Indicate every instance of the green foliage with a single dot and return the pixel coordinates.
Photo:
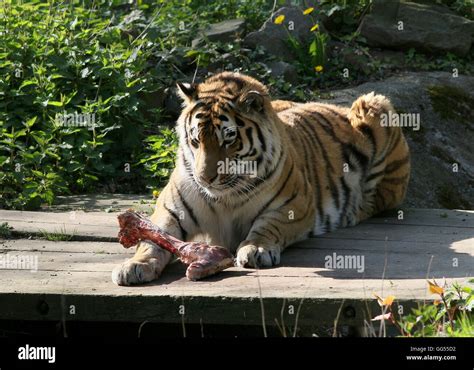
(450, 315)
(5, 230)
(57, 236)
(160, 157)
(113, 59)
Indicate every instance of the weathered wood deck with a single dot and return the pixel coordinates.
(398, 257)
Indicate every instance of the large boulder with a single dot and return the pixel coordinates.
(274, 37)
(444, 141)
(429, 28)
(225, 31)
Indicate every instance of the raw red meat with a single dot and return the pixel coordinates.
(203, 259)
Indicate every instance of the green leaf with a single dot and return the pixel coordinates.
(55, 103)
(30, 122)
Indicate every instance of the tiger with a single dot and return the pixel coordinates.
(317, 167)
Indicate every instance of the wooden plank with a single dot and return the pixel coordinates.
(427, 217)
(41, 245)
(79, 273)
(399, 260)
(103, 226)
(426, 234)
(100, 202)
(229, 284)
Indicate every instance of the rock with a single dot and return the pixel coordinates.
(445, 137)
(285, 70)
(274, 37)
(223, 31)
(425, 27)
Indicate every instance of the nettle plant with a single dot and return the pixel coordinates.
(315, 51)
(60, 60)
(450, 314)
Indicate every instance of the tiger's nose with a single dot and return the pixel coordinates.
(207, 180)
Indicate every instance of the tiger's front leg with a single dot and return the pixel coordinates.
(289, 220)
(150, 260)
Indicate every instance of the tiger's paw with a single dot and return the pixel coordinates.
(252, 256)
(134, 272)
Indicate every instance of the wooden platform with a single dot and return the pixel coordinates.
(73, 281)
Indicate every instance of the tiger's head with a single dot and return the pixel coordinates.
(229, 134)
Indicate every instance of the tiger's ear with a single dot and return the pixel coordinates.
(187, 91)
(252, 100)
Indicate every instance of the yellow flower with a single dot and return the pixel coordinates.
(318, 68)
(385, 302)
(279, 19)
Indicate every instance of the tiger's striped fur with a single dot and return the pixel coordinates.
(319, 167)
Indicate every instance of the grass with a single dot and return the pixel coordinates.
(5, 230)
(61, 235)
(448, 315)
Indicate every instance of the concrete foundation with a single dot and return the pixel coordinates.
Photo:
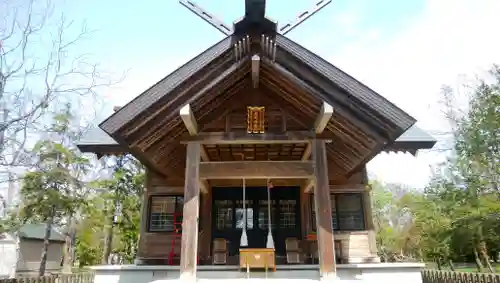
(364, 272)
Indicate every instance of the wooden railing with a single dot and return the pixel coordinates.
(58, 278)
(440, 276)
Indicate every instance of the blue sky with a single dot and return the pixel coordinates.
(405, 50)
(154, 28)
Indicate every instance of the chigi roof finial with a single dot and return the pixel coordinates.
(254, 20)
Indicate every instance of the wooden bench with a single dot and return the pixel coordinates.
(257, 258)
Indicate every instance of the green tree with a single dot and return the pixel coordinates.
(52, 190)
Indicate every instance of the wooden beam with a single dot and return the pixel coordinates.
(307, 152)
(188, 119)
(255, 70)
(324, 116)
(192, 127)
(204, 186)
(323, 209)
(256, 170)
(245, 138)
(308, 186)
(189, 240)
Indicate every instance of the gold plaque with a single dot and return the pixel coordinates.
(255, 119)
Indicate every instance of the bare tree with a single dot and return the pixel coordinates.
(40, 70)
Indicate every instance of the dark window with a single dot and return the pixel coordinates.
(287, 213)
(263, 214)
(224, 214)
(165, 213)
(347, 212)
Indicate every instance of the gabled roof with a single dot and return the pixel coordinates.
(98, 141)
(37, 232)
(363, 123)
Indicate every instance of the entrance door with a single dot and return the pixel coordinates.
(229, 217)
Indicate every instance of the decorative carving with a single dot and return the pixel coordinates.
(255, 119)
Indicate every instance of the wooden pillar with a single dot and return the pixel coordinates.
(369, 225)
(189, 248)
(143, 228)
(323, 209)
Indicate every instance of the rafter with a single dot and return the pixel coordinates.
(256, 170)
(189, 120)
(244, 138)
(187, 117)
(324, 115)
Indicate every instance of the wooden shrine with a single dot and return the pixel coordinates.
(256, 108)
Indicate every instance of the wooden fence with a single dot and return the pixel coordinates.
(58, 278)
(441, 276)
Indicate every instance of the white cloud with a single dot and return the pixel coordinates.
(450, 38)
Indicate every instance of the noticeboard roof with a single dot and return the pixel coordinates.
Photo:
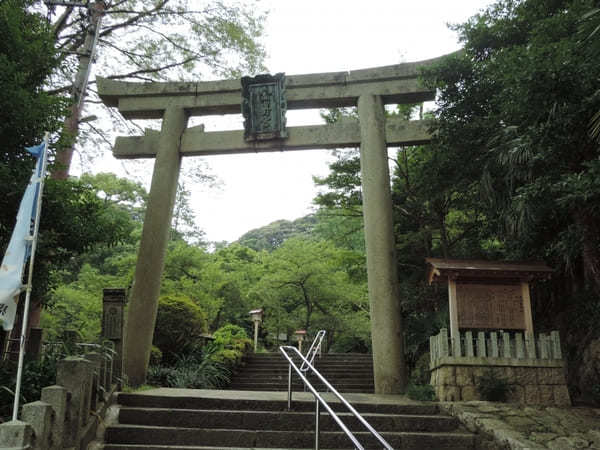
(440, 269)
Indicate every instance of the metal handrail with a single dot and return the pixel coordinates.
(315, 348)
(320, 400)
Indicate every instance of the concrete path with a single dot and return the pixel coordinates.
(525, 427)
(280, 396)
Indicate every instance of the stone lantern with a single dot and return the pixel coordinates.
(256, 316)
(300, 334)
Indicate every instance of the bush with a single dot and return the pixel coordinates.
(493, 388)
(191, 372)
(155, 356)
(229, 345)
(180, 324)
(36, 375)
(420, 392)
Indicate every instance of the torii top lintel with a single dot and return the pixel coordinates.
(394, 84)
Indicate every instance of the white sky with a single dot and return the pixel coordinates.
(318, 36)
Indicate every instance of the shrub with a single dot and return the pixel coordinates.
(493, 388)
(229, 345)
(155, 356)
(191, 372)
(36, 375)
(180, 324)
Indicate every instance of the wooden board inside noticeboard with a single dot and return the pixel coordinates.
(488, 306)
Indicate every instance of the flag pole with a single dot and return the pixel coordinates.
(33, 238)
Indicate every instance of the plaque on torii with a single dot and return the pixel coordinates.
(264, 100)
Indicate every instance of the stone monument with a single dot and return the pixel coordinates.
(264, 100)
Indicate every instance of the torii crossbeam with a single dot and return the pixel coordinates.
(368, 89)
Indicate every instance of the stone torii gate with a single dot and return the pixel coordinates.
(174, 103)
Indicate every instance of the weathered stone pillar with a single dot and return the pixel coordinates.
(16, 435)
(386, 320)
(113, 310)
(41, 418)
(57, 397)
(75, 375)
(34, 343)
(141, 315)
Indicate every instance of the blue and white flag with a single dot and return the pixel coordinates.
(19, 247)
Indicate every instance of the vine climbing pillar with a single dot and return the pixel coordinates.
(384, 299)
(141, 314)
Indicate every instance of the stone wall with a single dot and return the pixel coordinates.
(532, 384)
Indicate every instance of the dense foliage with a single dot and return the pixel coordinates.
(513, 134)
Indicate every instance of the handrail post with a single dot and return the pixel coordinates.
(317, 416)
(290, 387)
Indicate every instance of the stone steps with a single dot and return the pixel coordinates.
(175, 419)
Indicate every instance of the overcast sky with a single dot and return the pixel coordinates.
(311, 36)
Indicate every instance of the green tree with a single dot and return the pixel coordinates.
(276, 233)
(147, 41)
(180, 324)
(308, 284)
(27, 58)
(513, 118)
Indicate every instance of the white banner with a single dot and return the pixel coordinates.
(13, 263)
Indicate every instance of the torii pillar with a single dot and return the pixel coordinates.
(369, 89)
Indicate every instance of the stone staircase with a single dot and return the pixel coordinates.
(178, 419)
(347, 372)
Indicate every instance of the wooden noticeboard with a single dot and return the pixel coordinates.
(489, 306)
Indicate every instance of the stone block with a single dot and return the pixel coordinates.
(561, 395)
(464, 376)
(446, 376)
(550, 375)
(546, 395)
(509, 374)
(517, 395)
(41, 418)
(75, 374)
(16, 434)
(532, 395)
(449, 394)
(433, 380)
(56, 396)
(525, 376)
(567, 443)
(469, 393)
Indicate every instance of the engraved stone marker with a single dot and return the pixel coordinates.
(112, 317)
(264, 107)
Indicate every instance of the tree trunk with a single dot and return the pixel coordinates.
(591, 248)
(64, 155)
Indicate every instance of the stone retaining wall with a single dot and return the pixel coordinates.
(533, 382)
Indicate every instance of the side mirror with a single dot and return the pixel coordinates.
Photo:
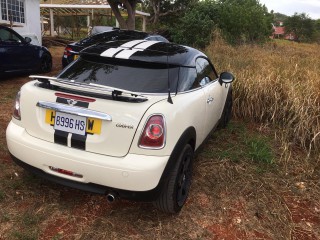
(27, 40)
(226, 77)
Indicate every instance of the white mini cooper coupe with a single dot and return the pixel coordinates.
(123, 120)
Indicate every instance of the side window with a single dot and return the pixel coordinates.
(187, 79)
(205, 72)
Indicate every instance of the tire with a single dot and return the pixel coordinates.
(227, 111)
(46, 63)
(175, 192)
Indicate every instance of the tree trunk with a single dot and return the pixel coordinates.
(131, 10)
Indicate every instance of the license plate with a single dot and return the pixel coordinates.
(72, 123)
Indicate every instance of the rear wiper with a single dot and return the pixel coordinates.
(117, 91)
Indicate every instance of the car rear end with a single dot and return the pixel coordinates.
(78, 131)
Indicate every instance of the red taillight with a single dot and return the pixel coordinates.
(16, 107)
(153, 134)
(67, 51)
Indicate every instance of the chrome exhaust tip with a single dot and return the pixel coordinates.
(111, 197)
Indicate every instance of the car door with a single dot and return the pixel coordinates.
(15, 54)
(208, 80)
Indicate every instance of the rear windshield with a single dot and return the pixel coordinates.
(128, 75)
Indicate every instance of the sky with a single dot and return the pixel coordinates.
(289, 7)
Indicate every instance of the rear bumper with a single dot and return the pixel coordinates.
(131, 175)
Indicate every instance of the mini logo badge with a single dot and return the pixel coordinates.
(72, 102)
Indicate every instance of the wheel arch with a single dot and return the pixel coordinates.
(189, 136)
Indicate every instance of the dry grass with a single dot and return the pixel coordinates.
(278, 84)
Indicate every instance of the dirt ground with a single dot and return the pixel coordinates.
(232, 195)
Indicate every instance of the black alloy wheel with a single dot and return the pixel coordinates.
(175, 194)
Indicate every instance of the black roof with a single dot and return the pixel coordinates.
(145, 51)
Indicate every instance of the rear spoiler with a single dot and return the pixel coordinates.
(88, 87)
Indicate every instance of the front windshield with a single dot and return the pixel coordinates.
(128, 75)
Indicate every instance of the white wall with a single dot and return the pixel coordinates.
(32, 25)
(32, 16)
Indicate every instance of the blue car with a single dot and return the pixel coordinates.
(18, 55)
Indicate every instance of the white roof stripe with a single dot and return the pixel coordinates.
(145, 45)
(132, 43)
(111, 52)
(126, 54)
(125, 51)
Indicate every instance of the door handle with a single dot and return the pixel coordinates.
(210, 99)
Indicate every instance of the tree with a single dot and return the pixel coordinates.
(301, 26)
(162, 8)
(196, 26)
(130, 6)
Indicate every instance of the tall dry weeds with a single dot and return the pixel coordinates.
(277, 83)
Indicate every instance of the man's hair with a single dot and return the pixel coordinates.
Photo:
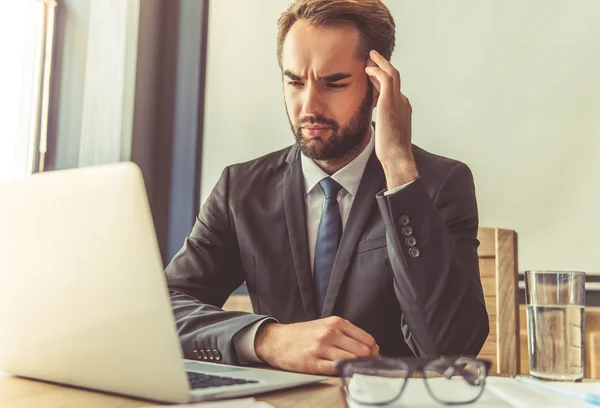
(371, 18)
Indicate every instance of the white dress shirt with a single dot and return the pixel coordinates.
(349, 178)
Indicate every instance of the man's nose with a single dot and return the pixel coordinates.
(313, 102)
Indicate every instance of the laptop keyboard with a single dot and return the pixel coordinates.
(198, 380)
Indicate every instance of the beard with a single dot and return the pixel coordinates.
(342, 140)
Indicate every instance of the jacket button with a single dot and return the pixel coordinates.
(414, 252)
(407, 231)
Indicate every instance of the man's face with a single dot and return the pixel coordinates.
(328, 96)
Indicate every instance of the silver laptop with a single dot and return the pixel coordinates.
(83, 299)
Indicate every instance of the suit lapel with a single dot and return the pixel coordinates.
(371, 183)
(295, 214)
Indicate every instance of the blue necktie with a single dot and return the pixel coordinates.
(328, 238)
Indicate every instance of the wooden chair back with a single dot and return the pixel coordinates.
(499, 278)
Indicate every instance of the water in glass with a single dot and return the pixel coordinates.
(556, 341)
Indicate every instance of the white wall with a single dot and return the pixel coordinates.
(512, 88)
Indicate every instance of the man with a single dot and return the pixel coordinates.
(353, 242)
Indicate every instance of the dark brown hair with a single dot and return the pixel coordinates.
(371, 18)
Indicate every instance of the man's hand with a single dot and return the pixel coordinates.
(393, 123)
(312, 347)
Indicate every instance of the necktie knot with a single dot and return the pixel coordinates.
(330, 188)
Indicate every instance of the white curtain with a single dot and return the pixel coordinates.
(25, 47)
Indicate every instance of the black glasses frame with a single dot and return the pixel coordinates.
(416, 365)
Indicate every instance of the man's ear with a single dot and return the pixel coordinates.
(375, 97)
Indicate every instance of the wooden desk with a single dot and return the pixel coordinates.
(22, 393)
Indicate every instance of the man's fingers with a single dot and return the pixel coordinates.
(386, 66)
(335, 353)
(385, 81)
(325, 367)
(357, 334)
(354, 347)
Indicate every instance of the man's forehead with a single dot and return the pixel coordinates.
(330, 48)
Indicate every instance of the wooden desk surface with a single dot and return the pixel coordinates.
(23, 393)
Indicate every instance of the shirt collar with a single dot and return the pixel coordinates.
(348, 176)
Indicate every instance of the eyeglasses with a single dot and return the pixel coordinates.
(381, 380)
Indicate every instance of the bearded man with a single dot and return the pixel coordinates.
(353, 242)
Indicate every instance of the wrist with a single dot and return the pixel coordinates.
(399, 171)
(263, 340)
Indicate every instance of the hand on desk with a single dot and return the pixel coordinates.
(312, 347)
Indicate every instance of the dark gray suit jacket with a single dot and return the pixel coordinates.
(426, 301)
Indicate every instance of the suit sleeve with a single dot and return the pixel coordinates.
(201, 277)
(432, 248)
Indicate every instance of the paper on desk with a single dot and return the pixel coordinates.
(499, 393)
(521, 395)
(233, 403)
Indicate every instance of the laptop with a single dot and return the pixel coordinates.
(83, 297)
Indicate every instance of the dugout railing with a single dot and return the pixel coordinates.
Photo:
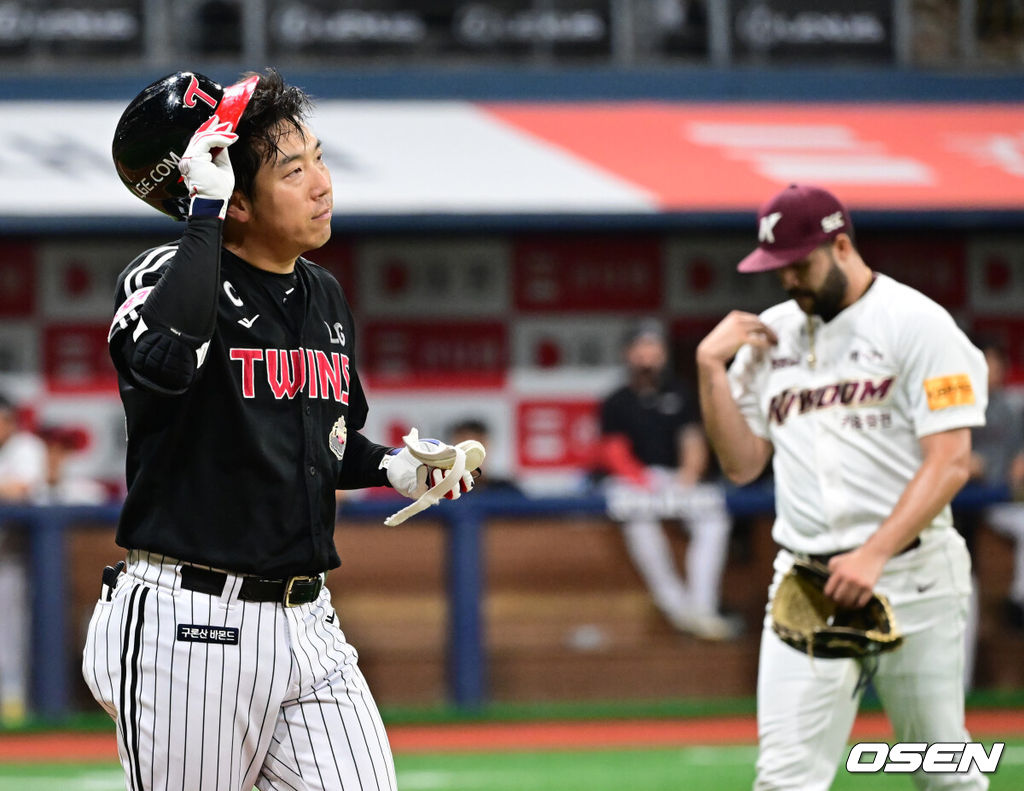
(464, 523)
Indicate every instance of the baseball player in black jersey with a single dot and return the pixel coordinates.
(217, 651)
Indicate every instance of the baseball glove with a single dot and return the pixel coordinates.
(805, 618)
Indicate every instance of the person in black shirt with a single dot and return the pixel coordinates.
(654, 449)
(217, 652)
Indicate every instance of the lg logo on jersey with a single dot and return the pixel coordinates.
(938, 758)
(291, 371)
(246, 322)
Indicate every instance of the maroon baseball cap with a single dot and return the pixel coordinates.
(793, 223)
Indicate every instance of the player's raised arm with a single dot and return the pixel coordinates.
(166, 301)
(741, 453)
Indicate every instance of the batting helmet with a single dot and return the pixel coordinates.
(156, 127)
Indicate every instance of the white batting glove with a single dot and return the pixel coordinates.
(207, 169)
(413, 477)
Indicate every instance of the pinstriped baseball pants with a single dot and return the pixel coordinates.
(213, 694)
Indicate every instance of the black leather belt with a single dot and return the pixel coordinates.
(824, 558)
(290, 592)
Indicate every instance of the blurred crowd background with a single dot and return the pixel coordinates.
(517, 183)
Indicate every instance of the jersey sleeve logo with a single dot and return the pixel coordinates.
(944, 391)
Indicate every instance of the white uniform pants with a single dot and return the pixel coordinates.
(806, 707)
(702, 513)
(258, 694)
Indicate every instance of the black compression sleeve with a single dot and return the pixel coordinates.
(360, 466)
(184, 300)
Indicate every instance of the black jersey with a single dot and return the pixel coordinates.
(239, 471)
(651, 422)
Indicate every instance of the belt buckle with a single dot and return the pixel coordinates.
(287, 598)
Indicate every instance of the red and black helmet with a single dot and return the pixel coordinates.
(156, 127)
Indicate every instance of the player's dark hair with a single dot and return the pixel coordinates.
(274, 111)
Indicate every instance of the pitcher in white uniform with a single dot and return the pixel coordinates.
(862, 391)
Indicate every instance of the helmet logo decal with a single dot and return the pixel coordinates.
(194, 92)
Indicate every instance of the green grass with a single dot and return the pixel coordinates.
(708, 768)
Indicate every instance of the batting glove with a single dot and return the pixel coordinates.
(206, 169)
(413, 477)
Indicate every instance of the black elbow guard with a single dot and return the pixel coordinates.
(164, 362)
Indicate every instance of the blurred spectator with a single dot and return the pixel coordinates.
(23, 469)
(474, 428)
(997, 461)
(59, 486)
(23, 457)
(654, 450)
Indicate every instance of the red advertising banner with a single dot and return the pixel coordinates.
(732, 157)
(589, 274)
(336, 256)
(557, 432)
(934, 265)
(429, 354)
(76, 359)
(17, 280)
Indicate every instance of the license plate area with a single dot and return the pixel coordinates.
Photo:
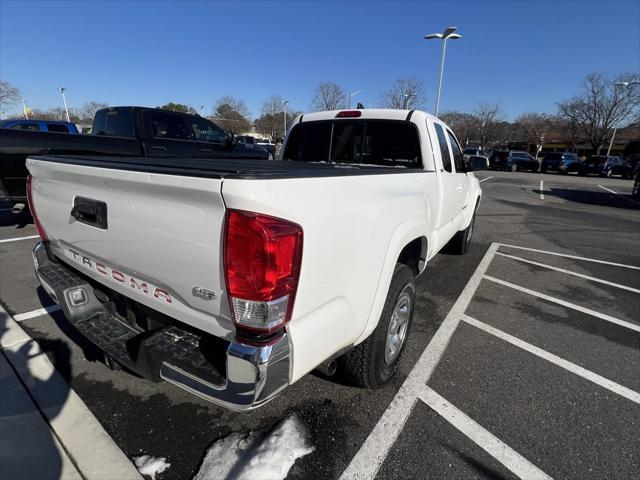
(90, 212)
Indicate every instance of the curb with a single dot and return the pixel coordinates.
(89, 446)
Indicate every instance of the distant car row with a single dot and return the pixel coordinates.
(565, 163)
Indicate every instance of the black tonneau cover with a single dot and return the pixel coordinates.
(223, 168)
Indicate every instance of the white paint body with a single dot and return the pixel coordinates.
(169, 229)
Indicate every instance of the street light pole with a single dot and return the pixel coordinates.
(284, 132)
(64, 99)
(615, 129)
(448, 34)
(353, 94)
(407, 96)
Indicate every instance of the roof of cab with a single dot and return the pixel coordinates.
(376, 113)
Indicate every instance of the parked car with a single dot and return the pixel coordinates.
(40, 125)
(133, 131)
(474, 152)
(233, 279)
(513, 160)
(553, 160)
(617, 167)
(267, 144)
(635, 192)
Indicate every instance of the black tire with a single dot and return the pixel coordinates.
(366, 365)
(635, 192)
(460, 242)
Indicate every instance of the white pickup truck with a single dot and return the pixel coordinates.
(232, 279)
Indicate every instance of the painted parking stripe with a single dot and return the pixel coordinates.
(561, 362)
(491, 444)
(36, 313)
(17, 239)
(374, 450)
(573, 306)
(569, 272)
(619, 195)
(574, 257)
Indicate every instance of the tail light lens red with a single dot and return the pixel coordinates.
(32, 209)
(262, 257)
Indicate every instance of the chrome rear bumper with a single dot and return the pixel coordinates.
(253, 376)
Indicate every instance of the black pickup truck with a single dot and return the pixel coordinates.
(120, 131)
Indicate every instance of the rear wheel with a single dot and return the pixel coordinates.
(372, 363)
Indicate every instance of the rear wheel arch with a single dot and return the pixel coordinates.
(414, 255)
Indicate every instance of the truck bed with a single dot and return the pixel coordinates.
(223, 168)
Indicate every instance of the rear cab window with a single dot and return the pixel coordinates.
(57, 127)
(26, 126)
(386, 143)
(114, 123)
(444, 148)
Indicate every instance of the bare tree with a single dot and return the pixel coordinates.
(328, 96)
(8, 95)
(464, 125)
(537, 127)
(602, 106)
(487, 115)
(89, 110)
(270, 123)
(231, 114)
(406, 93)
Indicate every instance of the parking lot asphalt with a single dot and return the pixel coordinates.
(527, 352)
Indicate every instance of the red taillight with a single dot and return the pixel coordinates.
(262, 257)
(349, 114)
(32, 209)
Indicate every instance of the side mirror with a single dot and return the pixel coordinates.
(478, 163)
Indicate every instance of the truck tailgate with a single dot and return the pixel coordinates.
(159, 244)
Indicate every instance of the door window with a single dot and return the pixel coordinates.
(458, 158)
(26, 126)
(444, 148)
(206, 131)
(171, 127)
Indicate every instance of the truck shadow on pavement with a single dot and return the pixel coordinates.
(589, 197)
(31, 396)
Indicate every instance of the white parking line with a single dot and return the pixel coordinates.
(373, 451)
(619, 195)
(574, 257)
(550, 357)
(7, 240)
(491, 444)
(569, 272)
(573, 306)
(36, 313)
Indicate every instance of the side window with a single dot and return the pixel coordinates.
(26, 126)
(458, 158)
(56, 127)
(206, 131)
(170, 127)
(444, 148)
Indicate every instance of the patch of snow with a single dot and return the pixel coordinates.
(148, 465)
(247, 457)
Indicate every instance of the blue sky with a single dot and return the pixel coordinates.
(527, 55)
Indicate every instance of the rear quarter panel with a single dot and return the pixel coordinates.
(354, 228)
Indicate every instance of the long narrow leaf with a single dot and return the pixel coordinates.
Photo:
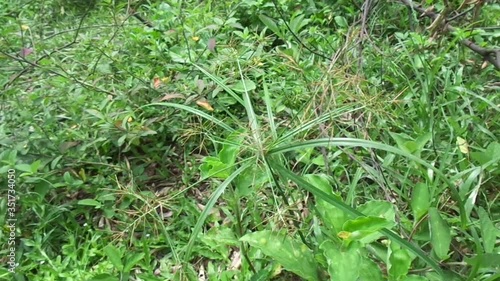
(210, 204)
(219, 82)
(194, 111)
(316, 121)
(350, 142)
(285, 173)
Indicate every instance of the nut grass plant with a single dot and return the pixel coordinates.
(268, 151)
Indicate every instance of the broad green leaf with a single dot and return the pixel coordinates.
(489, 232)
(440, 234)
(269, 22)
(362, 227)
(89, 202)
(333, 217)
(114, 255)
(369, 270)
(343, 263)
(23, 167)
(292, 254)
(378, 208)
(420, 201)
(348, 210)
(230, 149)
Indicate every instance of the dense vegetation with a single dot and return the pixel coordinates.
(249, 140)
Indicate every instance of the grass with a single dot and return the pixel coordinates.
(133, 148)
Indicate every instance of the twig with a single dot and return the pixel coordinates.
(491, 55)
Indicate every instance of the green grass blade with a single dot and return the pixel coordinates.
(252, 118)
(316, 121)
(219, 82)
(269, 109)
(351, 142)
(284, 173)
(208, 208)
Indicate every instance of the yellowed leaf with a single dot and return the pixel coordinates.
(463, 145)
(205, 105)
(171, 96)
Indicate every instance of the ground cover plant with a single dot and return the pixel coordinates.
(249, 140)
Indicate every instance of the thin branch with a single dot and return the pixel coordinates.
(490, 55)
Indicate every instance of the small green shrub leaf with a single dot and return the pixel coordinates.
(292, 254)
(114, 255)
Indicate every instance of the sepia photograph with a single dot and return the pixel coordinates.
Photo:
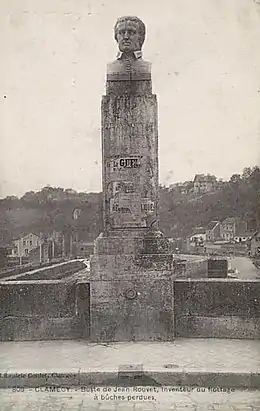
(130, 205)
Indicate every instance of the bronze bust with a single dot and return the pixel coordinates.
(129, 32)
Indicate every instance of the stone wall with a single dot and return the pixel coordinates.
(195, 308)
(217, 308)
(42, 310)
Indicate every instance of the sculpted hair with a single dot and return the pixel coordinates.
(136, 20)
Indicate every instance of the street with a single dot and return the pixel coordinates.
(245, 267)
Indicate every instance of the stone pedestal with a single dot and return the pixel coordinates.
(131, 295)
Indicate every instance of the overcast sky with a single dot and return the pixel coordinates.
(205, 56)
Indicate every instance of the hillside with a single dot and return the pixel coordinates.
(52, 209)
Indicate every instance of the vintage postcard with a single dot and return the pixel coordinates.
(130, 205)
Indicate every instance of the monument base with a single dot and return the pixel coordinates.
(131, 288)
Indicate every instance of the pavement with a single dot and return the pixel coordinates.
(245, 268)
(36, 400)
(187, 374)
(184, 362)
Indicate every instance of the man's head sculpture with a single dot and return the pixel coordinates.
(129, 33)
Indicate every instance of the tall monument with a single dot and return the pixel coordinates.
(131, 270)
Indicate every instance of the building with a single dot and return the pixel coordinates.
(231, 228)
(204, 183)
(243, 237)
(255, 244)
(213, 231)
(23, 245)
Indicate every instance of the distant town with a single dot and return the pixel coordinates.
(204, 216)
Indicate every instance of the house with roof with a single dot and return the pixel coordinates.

**To do**
Copy exactly the line containing "Indicate every instance of the bronze" and every line after it, ending with the last line of the records above.

**Answer to this exercise**
Indicate every instance of the bronze bust with a single dot and return the pixel coordinates.
(129, 32)
Indicate every instance of the stone wall with a single dot and return the pixel coordinates.
(195, 308)
(217, 308)
(42, 310)
Indicate every instance of the sculpted hair with a single dot and return the pixel coordinates.
(136, 20)
Indicate every instance of the street with a single dot and return the pixel coordinates.
(245, 267)
Indicate every instance of the stone pedestal with a single dot and return the pixel coordinates.
(131, 295)
Indicate every instance of the overcast sky with a single dot and return the pixel coordinates.
(205, 56)
Indicate every instance of the hillside with a single dot and return the pixel coordinates.
(52, 209)
Indicate every instance of the vintage postcard with a single dot and return the pixel coordinates.
(130, 205)
Indicate every instance of the monument base with a single dot and return the pixel coordinates.
(131, 288)
Indicate every instance of the pavement with a single dot and return the pixel coordinates.
(245, 268)
(36, 400)
(187, 374)
(184, 362)
Indicate every instance of the man's head sculpture with a single dot and return the pixel coordinates.
(129, 33)
Indicate every instance of the tall monument with a single dot and return the pixel coordinates.
(131, 270)
Indicate every instance of the building with a single dot and return the pixel coordinates.
(231, 228)
(204, 183)
(243, 237)
(255, 244)
(213, 231)
(23, 245)
Indicate every instance of the distant town with a single dot and return the pixel coordinates.
(204, 216)
Indicate every instance of the house with roof with a single dot and return the pixel coordinates.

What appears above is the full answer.